Print verbatim the lines of the entries from the one containing "spot the street lamp." to the last, inclusive, and no others.
======
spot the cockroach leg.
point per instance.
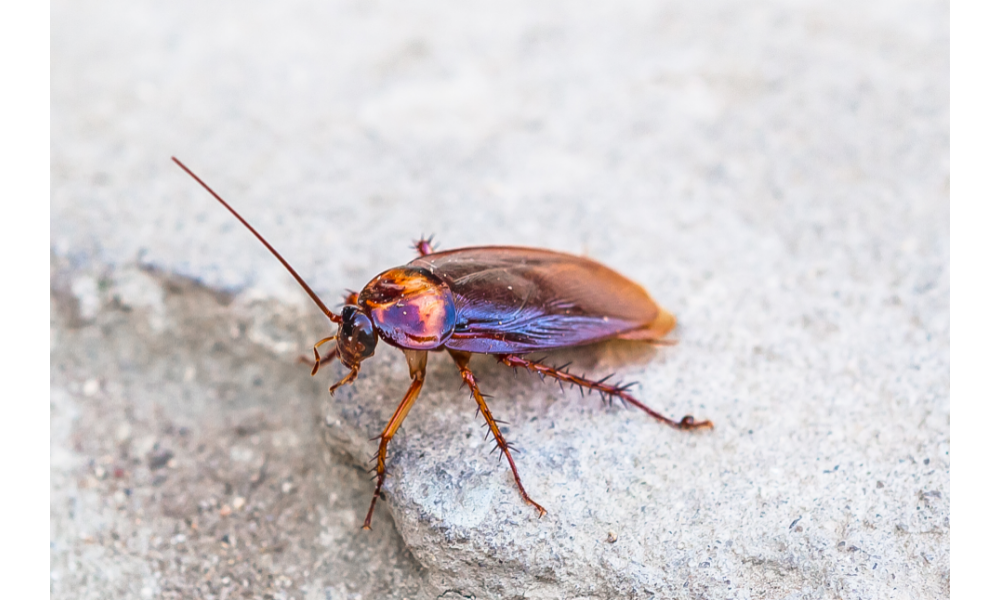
(347, 380)
(417, 361)
(322, 360)
(601, 387)
(423, 247)
(462, 361)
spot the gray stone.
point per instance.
(774, 174)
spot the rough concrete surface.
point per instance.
(776, 174)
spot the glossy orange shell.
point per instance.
(516, 300)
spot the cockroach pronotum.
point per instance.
(503, 301)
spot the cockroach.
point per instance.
(504, 301)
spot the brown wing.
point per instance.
(516, 300)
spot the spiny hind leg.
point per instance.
(417, 361)
(608, 390)
(462, 361)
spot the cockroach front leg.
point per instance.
(605, 389)
(462, 361)
(423, 247)
(417, 361)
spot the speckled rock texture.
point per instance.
(776, 174)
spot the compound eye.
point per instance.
(357, 337)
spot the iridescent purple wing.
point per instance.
(518, 300)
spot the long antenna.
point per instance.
(305, 286)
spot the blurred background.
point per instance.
(774, 173)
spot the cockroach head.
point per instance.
(356, 338)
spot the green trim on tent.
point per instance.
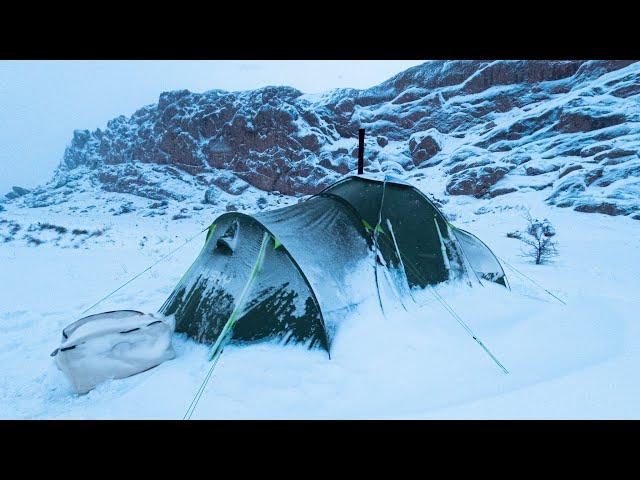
(301, 293)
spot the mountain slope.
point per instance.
(483, 128)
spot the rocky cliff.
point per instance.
(486, 128)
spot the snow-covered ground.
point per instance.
(578, 360)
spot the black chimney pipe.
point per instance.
(361, 151)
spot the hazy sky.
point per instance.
(42, 102)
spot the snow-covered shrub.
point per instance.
(538, 238)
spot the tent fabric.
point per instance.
(317, 249)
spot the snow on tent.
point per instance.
(285, 274)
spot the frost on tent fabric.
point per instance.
(482, 260)
(305, 286)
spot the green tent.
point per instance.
(323, 257)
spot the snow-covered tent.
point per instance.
(309, 275)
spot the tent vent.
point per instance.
(361, 151)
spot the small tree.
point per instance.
(538, 237)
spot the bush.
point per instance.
(538, 238)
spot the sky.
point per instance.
(42, 102)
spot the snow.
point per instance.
(565, 361)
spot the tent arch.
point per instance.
(194, 314)
(293, 261)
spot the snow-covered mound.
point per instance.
(485, 128)
(577, 360)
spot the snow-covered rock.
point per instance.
(485, 128)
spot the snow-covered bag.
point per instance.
(113, 345)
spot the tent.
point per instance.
(292, 273)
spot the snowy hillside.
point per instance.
(568, 128)
(487, 141)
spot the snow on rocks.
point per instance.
(551, 115)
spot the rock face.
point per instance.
(16, 192)
(490, 128)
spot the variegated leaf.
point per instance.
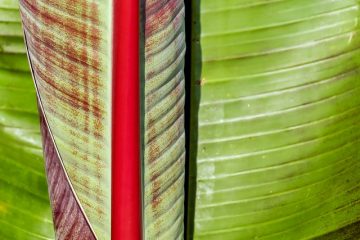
(278, 136)
(25, 212)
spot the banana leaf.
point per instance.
(73, 53)
(25, 211)
(278, 119)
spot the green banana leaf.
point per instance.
(278, 153)
(25, 212)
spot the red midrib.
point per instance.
(126, 198)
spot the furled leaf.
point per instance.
(164, 157)
(24, 203)
(278, 137)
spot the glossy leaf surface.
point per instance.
(164, 155)
(278, 143)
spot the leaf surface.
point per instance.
(25, 212)
(278, 137)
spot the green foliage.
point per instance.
(24, 204)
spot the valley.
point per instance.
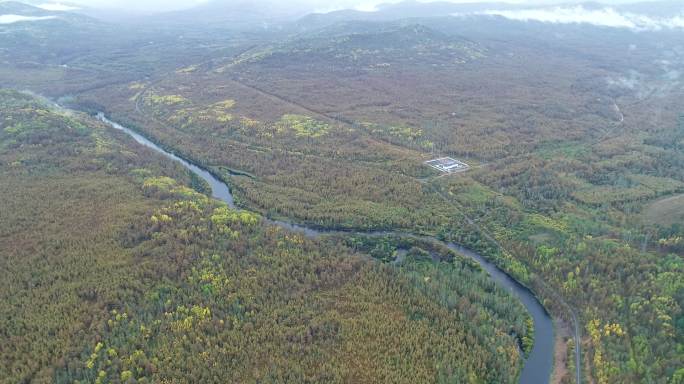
(314, 139)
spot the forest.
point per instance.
(574, 134)
(124, 273)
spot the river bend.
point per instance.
(538, 365)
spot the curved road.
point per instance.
(537, 367)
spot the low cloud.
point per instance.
(10, 19)
(56, 7)
(605, 17)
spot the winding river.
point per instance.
(537, 367)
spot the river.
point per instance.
(538, 365)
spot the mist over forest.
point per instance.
(342, 191)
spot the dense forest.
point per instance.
(115, 270)
(575, 139)
(572, 211)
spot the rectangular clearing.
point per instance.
(447, 165)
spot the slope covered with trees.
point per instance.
(115, 270)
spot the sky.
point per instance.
(312, 5)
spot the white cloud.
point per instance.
(9, 19)
(606, 17)
(56, 7)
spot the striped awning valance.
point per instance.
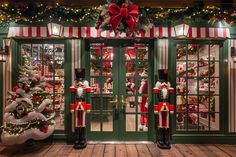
(91, 32)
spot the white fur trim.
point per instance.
(80, 91)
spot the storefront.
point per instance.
(122, 72)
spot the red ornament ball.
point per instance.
(44, 128)
(15, 88)
(26, 88)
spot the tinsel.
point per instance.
(28, 13)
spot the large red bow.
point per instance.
(128, 13)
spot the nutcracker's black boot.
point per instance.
(160, 137)
(78, 138)
(83, 142)
(167, 138)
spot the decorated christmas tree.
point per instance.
(29, 114)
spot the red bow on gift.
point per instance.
(128, 13)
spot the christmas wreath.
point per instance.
(122, 16)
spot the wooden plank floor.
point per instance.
(122, 150)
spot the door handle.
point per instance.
(115, 102)
(123, 102)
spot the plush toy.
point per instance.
(79, 108)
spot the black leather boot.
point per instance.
(77, 140)
(160, 138)
(83, 141)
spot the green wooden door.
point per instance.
(119, 76)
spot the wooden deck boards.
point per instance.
(123, 150)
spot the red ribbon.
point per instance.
(128, 13)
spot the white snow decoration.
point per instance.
(28, 73)
(18, 100)
(9, 118)
(44, 104)
(32, 133)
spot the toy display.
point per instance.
(163, 109)
(79, 108)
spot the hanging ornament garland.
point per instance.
(121, 17)
(115, 15)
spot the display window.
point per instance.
(49, 58)
(197, 87)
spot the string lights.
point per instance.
(37, 13)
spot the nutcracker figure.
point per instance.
(79, 107)
(163, 109)
(143, 102)
(130, 89)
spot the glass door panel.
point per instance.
(101, 81)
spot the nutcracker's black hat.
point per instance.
(163, 74)
(79, 73)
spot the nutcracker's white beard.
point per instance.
(80, 91)
(164, 91)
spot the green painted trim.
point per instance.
(200, 139)
(223, 87)
(58, 134)
(119, 132)
(67, 70)
(1, 94)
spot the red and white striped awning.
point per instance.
(91, 32)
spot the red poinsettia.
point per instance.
(36, 98)
(44, 128)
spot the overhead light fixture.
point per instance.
(181, 30)
(55, 29)
(4, 51)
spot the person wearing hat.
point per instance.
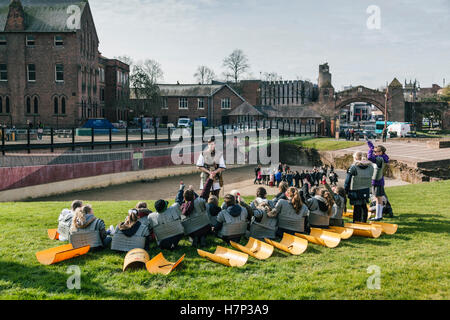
(231, 222)
(132, 226)
(65, 220)
(211, 163)
(166, 222)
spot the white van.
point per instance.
(402, 129)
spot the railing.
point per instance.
(33, 139)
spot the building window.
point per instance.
(59, 73)
(59, 42)
(36, 105)
(63, 105)
(28, 105)
(164, 104)
(226, 103)
(31, 41)
(183, 103)
(201, 103)
(7, 105)
(31, 68)
(55, 105)
(3, 72)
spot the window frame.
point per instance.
(202, 100)
(4, 72)
(58, 43)
(181, 103)
(223, 104)
(27, 41)
(28, 72)
(56, 72)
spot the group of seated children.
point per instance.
(292, 210)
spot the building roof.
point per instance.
(189, 90)
(275, 112)
(43, 15)
(246, 109)
(289, 112)
(396, 83)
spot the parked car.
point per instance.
(184, 123)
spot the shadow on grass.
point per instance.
(51, 281)
(418, 223)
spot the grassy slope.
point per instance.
(414, 262)
(325, 144)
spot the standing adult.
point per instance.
(257, 171)
(357, 186)
(211, 163)
(379, 158)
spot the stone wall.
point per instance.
(423, 172)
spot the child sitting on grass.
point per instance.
(65, 220)
(85, 220)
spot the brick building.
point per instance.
(49, 64)
(115, 82)
(194, 101)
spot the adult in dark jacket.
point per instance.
(357, 186)
(194, 206)
(297, 178)
(380, 160)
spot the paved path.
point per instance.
(411, 152)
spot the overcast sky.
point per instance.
(290, 37)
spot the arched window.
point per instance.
(63, 105)
(55, 105)
(7, 105)
(36, 105)
(28, 105)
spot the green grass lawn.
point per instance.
(414, 263)
(325, 144)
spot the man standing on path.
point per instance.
(379, 158)
(211, 163)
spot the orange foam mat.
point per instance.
(290, 244)
(135, 259)
(227, 257)
(387, 228)
(345, 233)
(160, 265)
(53, 234)
(255, 248)
(365, 230)
(61, 253)
(321, 237)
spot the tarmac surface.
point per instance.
(239, 178)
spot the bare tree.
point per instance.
(144, 83)
(153, 69)
(236, 64)
(204, 75)
(271, 76)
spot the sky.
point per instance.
(408, 39)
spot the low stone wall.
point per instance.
(440, 144)
(420, 172)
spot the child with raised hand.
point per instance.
(379, 158)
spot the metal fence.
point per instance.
(20, 140)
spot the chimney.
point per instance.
(16, 17)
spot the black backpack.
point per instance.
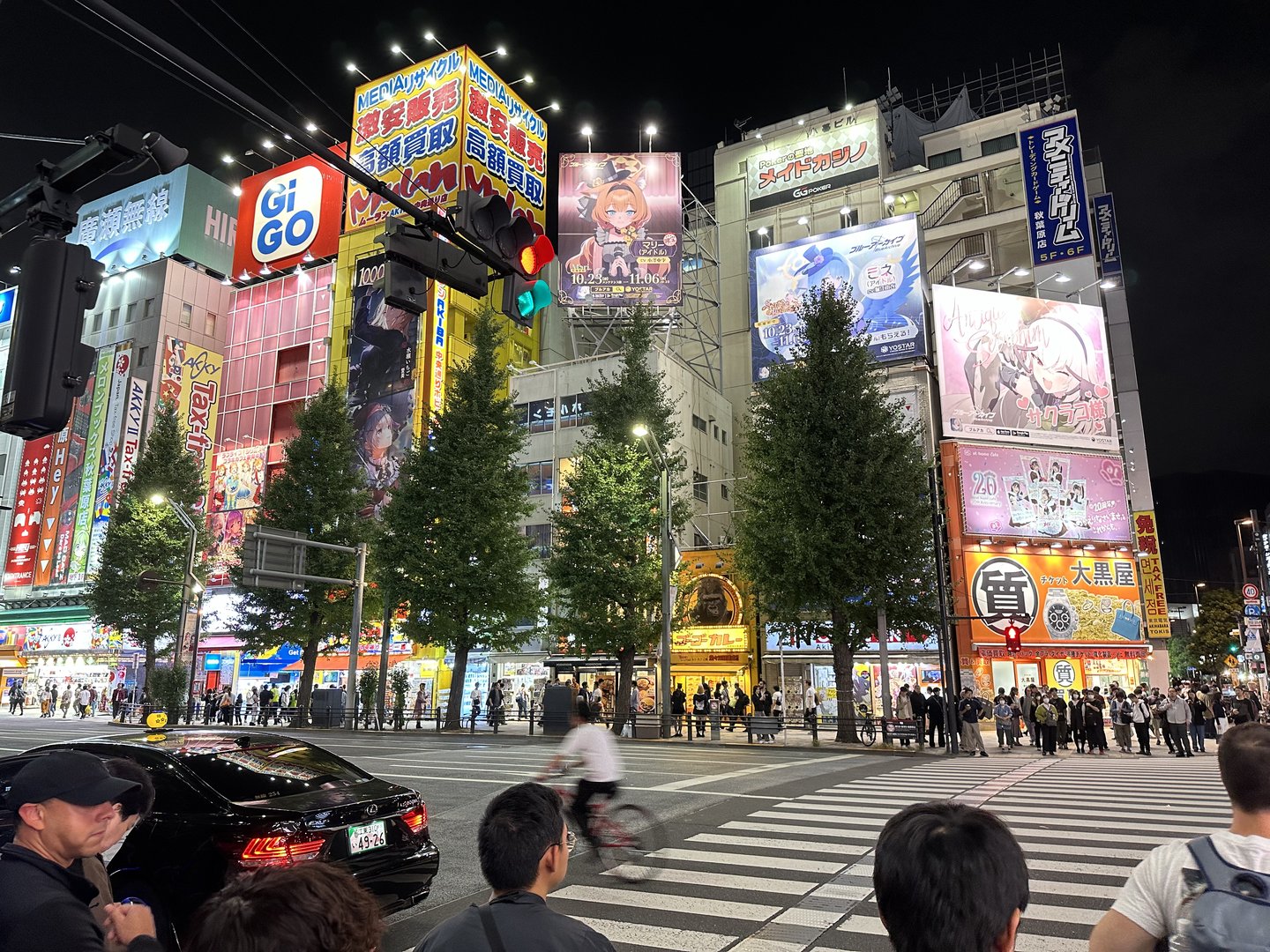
(1231, 914)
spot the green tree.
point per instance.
(144, 536)
(319, 493)
(833, 516)
(605, 576)
(451, 533)
(1208, 645)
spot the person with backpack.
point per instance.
(1201, 894)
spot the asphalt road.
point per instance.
(768, 850)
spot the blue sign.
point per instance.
(1109, 239)
(8, 301)
(1058, 215)
(879, 263)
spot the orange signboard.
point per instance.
(1079, 598)
(1154, 602)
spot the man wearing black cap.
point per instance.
(63, 804)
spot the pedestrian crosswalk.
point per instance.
(796, 874)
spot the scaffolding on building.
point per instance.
(1006, 86)
(690, 331)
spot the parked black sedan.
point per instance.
(227, 802)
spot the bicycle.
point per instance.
(625, 834)
(868, 727)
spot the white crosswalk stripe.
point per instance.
(796, 874)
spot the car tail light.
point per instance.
(280, 851)
(417, 819)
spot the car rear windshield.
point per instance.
(267, 770)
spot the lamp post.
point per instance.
(663, 687)
(190, 584)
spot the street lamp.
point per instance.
(663, 689)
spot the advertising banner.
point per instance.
(879, 263)
(1053, 598)
(52, 507)
(444, 124)
(1024, 494)
(19, 569)
(620, 228)
(1109, 238)
(192, 383)
(288, 213)
(381, 375)
(133, 429)
(108, 464)
(184, 211)
(834, 152)
(92, 467)
(1058, 216)
(1022, 369)
(238, 481)
(1154, 602)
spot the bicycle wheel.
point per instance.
(629, 834)
(868, 734)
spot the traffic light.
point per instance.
(49, 365)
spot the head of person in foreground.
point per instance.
(975, 882)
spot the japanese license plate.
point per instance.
(370, 836)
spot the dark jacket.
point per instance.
(54, 911)
(525, 925)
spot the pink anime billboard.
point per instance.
(620, 233)
(1022, 369)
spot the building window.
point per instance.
(700, 487)
(542, 415)
(542, 478)
(941, 160)
(540, 539)
(574, 410)
(1001, 144)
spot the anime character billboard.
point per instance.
(879, 263)
(1022, 369)
(620, 228)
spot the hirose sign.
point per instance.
(288, 213)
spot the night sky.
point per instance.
(1177, 111)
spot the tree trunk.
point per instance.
(843, 673)
(306, 675)
(625, 677)
(455, 707)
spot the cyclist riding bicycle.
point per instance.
(594, 749)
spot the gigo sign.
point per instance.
(288, 215)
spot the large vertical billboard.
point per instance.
(879, 263)
(1032, 494)
(288, 215)
(19, 569)
(1024, 369)
(439, 126)
(819, 158)
(1058, 215)
(190, 381)
(383, 348)
(620, 228)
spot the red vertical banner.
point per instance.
(28, 513)
(60, 452)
======
• **FULL ANSWER**
spot the street lamp.
point per instance.
(663, 689)
spot the advertising banner.
point per instance.
(879, 263)
(1053, 598)
(52, 507)
(444, 124)
(1024, 494)
(19, 569)
(620, 228)
(1109, 238)
(192, 383)
(288, 213)
(381, 375)
(133, 429)
(108, 464)
(184, 211)
(834, 152)
(92, 467)
(1058, 216)
(1022, 369)
(238, 481)
(1154, 602)
spot the bicycle wheel.
point per instance.
(629, 834)
(868, 734)
spot the traffic light.
point per instance.
(49, 365)
spot the head of person in foreground.
point per instance.
(975, 882)
spot the japanese license plate.
point per instance.
(370, 836)
spot the dark jacket.
point per instance.
(54, 911)
(525, 925)
spot the pink anime billboard.
point per instance.
(620, 233)
(1022, 369)
spot the building window.
point per instance.
(700, 487)
(542, 415)
(542, 478)
(941, 160)
(540, 539)
(574, 410)
(1001, 144)
spot the anime character billboard.
point per instance.
(879, 263)
(1022, 369)
(620, 228)
spot the hirose sign.
point per instance.
(288, 213)
spot the night sky.
point per instance.
(1177, 111)
spot the tree trunk.
point per instance.
(843, 673)
(306, 675)
(625, 677)
(455, 707)
spot the cyclist riding bicycle.
point per instance.
(594, 749)
spot the gigo sign.
point per instance.
(288, 215)
spot the large vertical billboard.
point per instance.
(879, 263)
(1032, 494)
(288, 215)
(19, 569)
(1024, 369)
(439, 126)
(819, 158)
(1058, 215)
(190, 381)
(383, 348)
(620, 228)
spot the red vertical banner.
point per instance.
(28, 513)
(60, 452)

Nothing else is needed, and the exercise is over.